Find the line containing "Practice. Identify the parked". Return it and every line after it, unchanged, up to and including the last line.

[Stored data entries]
━━━━━━━━━━━━━━━━
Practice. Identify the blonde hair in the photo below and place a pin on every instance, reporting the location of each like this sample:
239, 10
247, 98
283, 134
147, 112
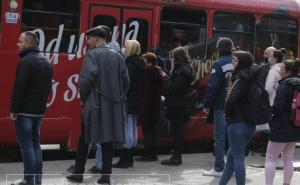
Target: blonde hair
132, 48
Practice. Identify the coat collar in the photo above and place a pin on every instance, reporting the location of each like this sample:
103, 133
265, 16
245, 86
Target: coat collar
24, 52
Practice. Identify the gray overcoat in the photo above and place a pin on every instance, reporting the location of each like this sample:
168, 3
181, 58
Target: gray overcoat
103, 84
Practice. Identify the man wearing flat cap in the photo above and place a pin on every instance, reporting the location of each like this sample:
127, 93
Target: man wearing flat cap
103, 84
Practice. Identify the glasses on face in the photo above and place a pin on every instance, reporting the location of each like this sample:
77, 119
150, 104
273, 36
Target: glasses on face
234, 60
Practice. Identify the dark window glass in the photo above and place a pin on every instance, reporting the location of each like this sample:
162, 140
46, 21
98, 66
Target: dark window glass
238, 27
181, 27
278, 32
138, 29
187, 28
58, 20
231, 22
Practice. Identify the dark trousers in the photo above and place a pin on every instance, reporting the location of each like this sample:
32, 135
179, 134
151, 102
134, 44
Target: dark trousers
149, 133
176, 117
28, 134
82, 152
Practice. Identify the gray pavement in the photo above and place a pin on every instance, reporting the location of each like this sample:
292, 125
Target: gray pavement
189, 173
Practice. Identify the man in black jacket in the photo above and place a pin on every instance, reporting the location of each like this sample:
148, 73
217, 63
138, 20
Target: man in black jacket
30, 93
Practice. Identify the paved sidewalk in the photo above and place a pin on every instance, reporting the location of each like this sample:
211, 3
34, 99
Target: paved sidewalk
189, 173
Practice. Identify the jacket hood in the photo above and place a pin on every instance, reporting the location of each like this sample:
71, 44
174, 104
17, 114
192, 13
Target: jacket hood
185, 69
250, 73
293, 81
137, 61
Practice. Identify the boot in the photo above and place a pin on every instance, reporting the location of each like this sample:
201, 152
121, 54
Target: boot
125, 160
104, 180
148, 156
175, 160
75, 178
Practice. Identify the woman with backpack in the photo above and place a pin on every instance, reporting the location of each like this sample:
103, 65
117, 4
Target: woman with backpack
136, 67
177, 85
240, 131
283, 132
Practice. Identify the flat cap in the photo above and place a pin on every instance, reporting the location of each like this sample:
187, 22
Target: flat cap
98, 31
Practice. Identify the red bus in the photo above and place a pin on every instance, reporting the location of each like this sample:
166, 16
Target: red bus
158, 25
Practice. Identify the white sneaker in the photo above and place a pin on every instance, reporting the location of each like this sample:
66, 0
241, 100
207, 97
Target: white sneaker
213, 173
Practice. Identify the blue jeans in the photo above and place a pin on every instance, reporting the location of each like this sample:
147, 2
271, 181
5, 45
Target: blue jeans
131, 131
239, 135
28, 135
219, 139
99, 157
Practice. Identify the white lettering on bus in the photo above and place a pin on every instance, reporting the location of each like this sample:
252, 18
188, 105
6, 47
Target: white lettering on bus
54, 90
52, 49
70, 94
52, 52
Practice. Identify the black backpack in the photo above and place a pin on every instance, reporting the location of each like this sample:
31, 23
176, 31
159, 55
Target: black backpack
258, 109
263, 73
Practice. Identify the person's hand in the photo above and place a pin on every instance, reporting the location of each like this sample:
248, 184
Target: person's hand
13, 116
162, 73
206, 111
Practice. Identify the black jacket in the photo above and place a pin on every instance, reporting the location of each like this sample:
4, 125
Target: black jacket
136, 67
33, 83
178, 85
282, 128
235, 106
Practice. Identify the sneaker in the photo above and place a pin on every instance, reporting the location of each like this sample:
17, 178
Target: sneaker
71, 168
147, 158
213, 173
95, 170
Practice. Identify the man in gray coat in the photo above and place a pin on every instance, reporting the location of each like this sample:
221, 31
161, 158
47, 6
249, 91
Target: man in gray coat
103, 84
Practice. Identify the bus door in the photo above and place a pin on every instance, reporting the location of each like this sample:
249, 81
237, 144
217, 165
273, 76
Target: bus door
126, 23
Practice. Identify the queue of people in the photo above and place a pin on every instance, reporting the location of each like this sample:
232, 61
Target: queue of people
116, 91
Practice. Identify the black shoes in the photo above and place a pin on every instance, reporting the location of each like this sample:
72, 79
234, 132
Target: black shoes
95, 170
104, 180
175, 160
126, 159
75, 178
24, 182
172, 162
147, 158
71, 168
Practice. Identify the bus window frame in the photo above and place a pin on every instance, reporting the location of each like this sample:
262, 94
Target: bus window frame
77, 31
253, 34
282, 18
260, 30
189, 24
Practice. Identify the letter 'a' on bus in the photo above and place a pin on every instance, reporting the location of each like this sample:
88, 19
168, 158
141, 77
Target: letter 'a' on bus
158, 25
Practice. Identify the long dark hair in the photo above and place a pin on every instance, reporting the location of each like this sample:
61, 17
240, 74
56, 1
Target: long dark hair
292, 67
245, 60
181, 56
278, 55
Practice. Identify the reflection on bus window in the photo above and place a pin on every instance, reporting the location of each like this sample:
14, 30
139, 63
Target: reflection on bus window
106, 20
58, 20
180, 27
137, 29
278, 32
238, 27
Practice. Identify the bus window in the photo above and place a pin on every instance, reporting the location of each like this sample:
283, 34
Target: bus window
278, 32
140, 27
58, 20
238, 27
181, 27
0, 19
106, 20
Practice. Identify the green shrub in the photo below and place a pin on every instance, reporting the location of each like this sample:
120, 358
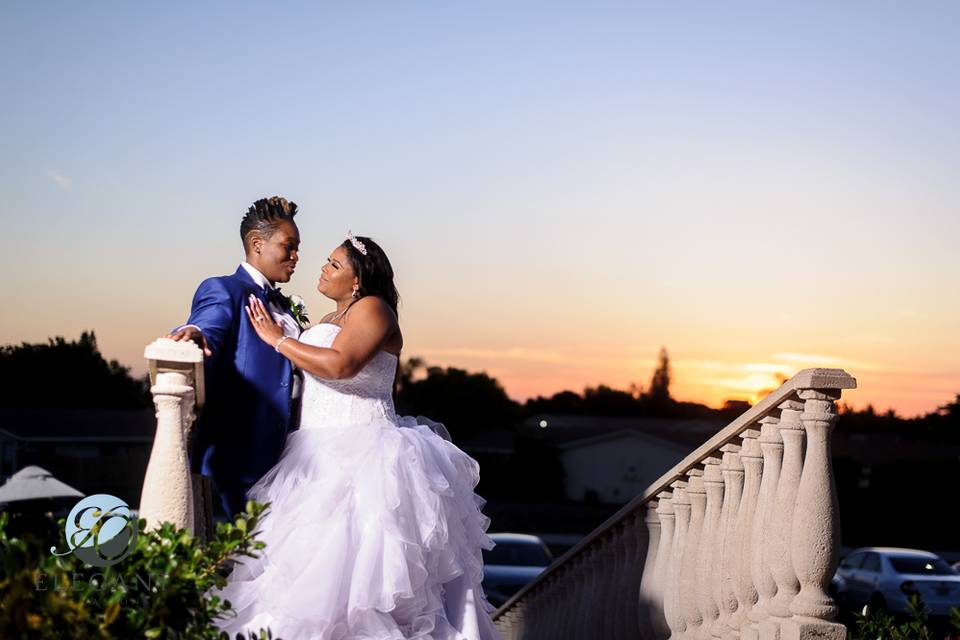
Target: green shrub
158, 591
879, 625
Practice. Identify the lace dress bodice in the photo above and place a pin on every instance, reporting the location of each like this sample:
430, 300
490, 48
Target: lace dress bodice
360, 399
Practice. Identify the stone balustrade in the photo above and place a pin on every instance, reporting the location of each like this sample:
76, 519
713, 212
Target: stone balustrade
737, 541
170, 492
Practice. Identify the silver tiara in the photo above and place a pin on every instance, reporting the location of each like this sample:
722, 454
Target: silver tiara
359, 246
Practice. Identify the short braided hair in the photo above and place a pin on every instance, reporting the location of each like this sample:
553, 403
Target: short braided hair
265, 216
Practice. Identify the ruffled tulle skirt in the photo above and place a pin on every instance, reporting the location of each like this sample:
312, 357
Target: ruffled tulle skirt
374, 532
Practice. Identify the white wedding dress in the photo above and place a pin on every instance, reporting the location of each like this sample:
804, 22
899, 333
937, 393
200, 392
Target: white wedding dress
374, 532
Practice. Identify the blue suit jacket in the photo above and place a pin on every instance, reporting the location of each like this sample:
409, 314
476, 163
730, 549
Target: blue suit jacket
241, 431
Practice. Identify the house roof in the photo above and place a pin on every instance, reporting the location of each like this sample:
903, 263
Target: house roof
621, 434
564, 428
78, 425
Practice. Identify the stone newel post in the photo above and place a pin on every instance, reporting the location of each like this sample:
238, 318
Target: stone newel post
176, 374
816, 525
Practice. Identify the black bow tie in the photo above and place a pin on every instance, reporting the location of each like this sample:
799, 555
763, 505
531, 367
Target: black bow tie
274, 296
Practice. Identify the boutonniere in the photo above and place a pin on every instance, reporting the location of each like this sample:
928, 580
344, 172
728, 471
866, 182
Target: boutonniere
298, 308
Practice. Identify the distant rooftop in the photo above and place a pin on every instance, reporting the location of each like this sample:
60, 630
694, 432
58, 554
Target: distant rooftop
78, 425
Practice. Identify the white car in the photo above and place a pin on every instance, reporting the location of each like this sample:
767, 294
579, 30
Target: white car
885, 577
515, 561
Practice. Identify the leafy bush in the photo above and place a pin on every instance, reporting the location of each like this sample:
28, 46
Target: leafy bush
879, 625
158, 591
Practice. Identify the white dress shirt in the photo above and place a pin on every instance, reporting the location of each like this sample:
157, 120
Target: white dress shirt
286, 322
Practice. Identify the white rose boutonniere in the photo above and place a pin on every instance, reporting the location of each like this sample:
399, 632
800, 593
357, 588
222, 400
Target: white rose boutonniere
299, 310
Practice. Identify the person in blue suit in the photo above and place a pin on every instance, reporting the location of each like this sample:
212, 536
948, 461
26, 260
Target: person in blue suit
241, 431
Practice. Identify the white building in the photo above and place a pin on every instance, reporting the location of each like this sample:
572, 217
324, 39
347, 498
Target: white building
615, 467
612, 460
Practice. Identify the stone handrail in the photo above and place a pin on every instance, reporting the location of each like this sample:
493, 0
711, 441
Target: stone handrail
738, 540
170, 492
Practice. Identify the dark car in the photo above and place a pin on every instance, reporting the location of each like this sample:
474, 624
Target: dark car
514, 562
883, 578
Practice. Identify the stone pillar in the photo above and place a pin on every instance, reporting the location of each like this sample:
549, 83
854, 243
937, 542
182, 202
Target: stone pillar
681, 509
779, 540
729, 565
772, 448
630, 574
816, 525
650, 611
664, 560
689, 592
752, 459
713, 484
176, 372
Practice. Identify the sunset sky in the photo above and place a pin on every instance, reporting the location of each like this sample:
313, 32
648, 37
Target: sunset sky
563, 188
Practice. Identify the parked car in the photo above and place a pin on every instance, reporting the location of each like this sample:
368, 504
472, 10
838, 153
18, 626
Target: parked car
885, 577
515, 561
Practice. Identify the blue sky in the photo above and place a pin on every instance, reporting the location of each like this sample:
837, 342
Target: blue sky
562, 187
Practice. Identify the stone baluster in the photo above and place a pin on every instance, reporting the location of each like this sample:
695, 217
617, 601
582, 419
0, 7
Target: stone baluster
605, 611
752, 459
816, 525
733, 491
664, 560
779, 540
176, 373
681, 510
630, 576
651, 597
718, 625
555, 624
713, 484
621, 590
583, 624
771, 445
592, 592
689, 600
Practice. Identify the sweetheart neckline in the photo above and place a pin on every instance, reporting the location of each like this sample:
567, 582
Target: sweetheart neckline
339, 327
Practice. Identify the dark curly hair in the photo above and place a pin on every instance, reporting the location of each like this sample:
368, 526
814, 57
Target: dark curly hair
265, 215
373, 271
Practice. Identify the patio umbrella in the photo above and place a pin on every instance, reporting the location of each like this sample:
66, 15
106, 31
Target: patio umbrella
35, 483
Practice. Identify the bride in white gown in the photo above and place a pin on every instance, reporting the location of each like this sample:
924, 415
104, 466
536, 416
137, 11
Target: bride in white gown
━━━━━━━━━━━━━━━━
> _EXERCISE OUTPUT_
Practice. Identify the parked car in the photo above and place a pin on every instance, reporting the location of each like this sample:
368, 504
472, 10
838, 153
18, 626
Target: parked car
885, 577
515, 561
Practice. Identify the blue sky in the photo above and place a pin on every instance, reporting the location of each like this sample:
837, 342
Target: blue sky
562, 187
Practice. Identify the stone baluster in the photo above and place a pin on every instance, reporting the location of each like this sample:
695, 217
617, 601
582, 419
0, 7
Target: stone baluster
605, 611
752, 459
816, 525
733, 491
664, 560
779, 540
176, 373
681, 510
630, 576
651, 597
718, 625
555, 624
713, 484
621, 590
583, 624
771, 445
592, 592
689, 600
Practice. Identify the sweetheart neckline in the photo above and place a pin on every instance, reporting the location of each like this sample:
567, 582
Target: sweetheart neckline
339, 327
Practice. Identify the dark curly hair in the photo above and place a pin on every instance, reporting the location of each like this sample:
368, 526
814, 57
Target: dark curly hair
265, 215
373, 271
Practice. Identify the patio umbrella in the photo above and place a pin on every instance, reporting the location of each like this sample:
66, 15
106, 31
Target: patio umbrella
35, 483
Practice. Identify the bride in white gown in the photo above and place a pin on every instance, reporting the location of each like this sample:
924, 415
104, 466
536, 416
137, 11
Target: bride in white gown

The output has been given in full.